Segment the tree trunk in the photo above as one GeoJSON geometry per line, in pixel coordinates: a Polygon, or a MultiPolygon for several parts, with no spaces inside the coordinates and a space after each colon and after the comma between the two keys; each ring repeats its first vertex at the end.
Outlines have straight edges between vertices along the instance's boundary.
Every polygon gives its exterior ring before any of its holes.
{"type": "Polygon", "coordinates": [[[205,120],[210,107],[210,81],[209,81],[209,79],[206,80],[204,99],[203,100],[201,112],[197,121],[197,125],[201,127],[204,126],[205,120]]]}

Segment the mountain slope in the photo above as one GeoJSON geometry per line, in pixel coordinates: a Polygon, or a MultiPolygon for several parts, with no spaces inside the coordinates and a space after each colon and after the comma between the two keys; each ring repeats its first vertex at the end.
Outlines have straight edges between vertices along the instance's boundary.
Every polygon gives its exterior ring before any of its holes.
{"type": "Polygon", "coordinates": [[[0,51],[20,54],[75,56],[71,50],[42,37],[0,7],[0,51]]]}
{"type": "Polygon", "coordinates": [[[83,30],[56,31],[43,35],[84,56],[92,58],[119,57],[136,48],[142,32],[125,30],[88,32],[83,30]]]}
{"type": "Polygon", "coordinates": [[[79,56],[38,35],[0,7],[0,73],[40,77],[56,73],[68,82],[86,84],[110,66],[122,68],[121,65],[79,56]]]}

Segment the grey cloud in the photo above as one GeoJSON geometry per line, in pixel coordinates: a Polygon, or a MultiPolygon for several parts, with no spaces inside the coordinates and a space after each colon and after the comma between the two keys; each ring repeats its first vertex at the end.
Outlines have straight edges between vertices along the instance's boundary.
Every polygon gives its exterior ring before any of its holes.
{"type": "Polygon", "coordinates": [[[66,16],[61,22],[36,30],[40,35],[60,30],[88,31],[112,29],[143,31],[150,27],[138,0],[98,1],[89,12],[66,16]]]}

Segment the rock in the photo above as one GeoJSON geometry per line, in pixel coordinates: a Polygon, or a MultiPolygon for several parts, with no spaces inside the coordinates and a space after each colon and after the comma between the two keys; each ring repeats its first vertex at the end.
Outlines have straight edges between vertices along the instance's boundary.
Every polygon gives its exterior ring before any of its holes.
⁂
▶ **EXERCISE OBJECTIVE**: Format every line of the items above as a JSON list of strings, one string per line, and omit the blank lines.

▶ **ANSWER TO THE TASK**:
[
  "Segment the tree trunk in the photo above as one GeoJSON geometry per line, in pixel coordinates: a Polygon, or a MultiPolygon for several parts, with no spaces inside the coordinates and a space after each colon and after the comma between the two keys; each ring repeats its first vertex at the end.",
  "Outlines have straight edges between vertices along the instance's boundary.",
  "Every polygon gives its exterior ring before any of its holes.",
  "{\"type\": \"Polygon\", \"coordinates\": [[[205,120],[210,107],[210,81],[209,81],[209,79],[206,80],[204,99],[203,100],[201,112],[197,121],[197,125],[201,127],[204,126],[205,120]]]}",
  "Segment the mountain slope in the photo above as one GeoJSON geometry per line, in pixel coordinates: a Polygon, or a MultiPolygon for several parts, with no spaces inside the coordinates and a space after each colon and after the comma between the two keys; each ring repeats its first vertex at the end.",
  "Outlines have straight edges between vertices along the instance's boundary.",
  "Every polygon gives its exterior ring before any of its holes.",
  "{\"type\": \"Polygon\", \"coordinates\": [[[0,51],[20,54],[75,56],[71,50],[42,37],[0,7],[0,51]]]}",
  "{\"type\": \"Polygon\", \"coordinates\": [[[83,30],[56,31],[43,35],[84,56],[92,58],[119,57],[136,48],[142,32],[125,30],[88,32],[83,30]]]}",
  "{\"type\": \"Polygon\", \"coordinates\": [[[79,56],[38,35],[0,7],[0,73],[40,77],[56,73],[68,82],[86,84],[110,66],[122,68],[121,65],[79,56]]]}",
  "Segment the grey cloud in the photo above as one GeoJSON geometry per line, in pixel coordinates: a Polygon, or a MultiPolygon for several parts, with no spaces inside the coordinates and a space after each colon and after the comma between the two keys; each ring repeats its first vertex at the end.",
  "Outlines have straight edges between vertices along the instance's boundary.",
  "Every polygon gives its exterior ring before any of its holes.",
  "{\"type\": \"Polygon\", \"coordinates\": [[[66,16],[61,22],[36,30],[40,35],[60,30],[88,31],[112,29],[143,31],[150,27],[138,0],[98,1],[89,12],[66,16]]]}",
  "Segment the rock in the photo above as one GeoJSON geometry per line, in pixel coordinates: a Polygon, or a MultiPolygon for several parts, with no spaces inside the coordinates and a space after each colon and after the comma between the two keys; each ring repeats its first vertex at the end.",
  "Outlines have straight edges between vertices along the instance's boundary.",
  "Every polygon gives its exterior ring before any of its holes."
]